=== Raw data ===
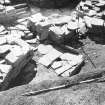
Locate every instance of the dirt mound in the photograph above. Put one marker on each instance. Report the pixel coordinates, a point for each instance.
(85, 94)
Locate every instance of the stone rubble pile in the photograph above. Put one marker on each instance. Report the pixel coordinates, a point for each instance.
(15, 51)
(64, 64)
(92, 12)
(57, 28)
(14, 55)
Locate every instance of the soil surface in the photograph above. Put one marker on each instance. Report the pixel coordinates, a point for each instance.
(84, 94)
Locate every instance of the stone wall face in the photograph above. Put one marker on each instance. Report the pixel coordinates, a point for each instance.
(47, 3)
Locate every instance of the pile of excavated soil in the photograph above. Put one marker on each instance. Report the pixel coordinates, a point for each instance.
(84, 94)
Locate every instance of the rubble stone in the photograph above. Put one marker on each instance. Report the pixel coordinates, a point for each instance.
(49, 3)
(44, 49)
(50, 57)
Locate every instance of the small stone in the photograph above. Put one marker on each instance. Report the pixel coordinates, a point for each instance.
(88, 21)
(4, 48)
(5, 68)
(14, 56)
(44, 49)
(9, 8)
(17, 34)
(31, 41)
(92, 13)
(3, 40)
(50, 57)
(97, 22)
(56, 64)
(37, 17)
(72, 25)
(2, 28)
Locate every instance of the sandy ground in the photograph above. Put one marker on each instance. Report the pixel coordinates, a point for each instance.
(85, 94)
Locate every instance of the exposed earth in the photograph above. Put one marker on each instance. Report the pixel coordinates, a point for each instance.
(82, 94)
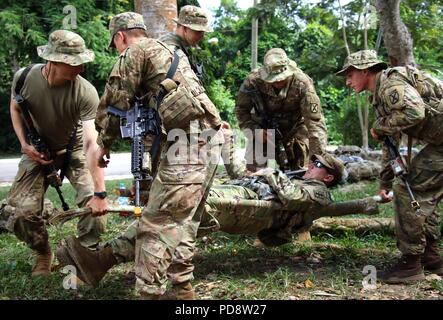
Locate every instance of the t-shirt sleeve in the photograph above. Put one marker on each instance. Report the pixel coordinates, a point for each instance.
(14, 81)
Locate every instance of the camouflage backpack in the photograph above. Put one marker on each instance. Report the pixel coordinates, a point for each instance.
(431, 91)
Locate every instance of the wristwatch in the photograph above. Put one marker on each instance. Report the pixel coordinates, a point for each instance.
(101, 195)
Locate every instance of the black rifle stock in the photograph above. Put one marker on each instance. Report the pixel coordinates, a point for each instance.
(284, 158)
(135, 124)
(399, 169)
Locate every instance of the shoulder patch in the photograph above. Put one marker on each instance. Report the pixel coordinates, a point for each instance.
(394, 96)
(314, 107)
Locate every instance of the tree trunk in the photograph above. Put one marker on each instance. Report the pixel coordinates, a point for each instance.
(158, 15)
(358, 225)
(397, 38)
(345, 38)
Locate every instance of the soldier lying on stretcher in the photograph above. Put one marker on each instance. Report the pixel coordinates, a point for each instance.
(268, 204)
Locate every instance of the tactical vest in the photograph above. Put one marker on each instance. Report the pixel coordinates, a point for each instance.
(430, 89)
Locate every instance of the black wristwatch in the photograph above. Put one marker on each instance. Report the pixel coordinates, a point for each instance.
(101, 195)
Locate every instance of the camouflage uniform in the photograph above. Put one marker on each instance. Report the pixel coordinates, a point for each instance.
(296, 109)
(166, 232)
(297, 197)
(410, 102)
(26, 196)
(196, 19)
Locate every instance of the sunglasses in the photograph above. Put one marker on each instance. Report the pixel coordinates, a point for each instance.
(318, 164)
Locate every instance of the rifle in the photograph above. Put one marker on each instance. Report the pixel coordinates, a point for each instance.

=== What to do ===
Would you return the data above exactly as written, minus the images?

=== Final answer ===
Locate every instance of the dirt mound in the photograph above. Put one marker on each instance. Report the pixel coordinates, a point for each instance.
(85, 94)
Locate every instance of the stone rubble pile in the photograph above. Put one marker on each instance. Report the pixel coordinates, a point for each instance.
(15, 51)
(64, 64)
(92, 12)
(57, 28)
(14, 55)
Locate every instance of the soil surface in the photograph above. Put one marker on each instance. Report the pixel coordinates, a point for each instance.
(84, 94)
Locate every instance of the stone wall face in the photograph above. Put one marker on each instance. Report the pixel coordinates, a point for each instance.
(47, 3)
Locate every instance of the pile of excavated soil in the photograph above. Put one marker on each instance. Report the pixel coordinates, a point for each instance.
(84, 94)
Locate every instance of the rubble stone in the photograph above. Put one marker on each instance. Report the pixel coordinates, a point for each instance.
(49, 3)
(44, 49)
(50, 57)
Locate every instance of the small stone in the photograph above. Put one marker on each instance. Report the pixel coordinates, a point for each instance.
(88, 21)
(4, 48)
(5, 68)
(14, 56)
(44, 49)
(9, 8)
(17, 34)
(31, 41)
(92, 13)
(3, 40)
(50, 57)
(97, 22)
(56, 64)
(37, 17)
(72, 25)
(2, 28)
Locate every instance of the sandy ground in the photograph above. Put one marker on each instance. Report the pixel coordinates, a point for each instance.
(85, 94)
Locate every instance of the exposed earth in the photograph above. Put one marker on each instance. Report the pixel coordinates, a point for each instance.
(82, 94)
Locate every instance of the t-shirt sleeve in the photograph above. Put one marker on each instance. Report the pixel coordinates, a point for each instance.
(14, 81)
Locate every instance of the camouflage backpack in the photograph above. Put one marker on each instance. Report the pixel coordinates, a point for each instance.
(431, 91)
Locate every instance of the wristwatch in the photograph above. Put one marker on each instance. Report the pixel coordinates, a point for each instance.
(101, 195)
Locate every instance of the black rifle stock in the photograph above. Put one marker on each instance. Report the pixel coordinates, a point for each instance.
(284, 158)
(135, 124)
(399, 169)
Locate every instance of the shoulder patch in the photograph above. Put one marker on each instance. Report the pixel coordinates, a point for each instance.
(394, 96)
(314, 107)
Locate every instance of the tree trunk in the photograph above. Put one marker on each instance. Report the pixel coordinates, a point for each instance.
(158, 15)
(358, 225)
(397, 38)
(345, 38)
Locate every instance of the soldier lying on stretcher in the photograph above. Put one marker on each instance. Report the pixel coordinates, a point for each instance.
(268, 204)
Locate every instance of the tactical vest in the photograph above. Put one marker on each instance. Report the pixel coordinates, a point for each instance.
(430, 89)
Locate every instance of the black wristwatch in the photograph above. Put one marker on each instance. Report the pixel coordinates, a point for each instance.
(101, 195)
Locate every instance of the camouflage uniform in the photograph above. Put one marker on each instance. Report the pixel coordinates, a point for each instance.
(296, 109)
(166, 232)
(297, 197)
(410, 102)
(26, 196)
(196, 19)
Locate every instance of the sunglasses in the photograph above. Put one marker on each instance. Report the pixel coordinates, a point for each instance.
(318, 164)
Locate every instance of the rifle in the photograph above. Put one marker on each instance. Report the pixel coordinates, a point for each instance.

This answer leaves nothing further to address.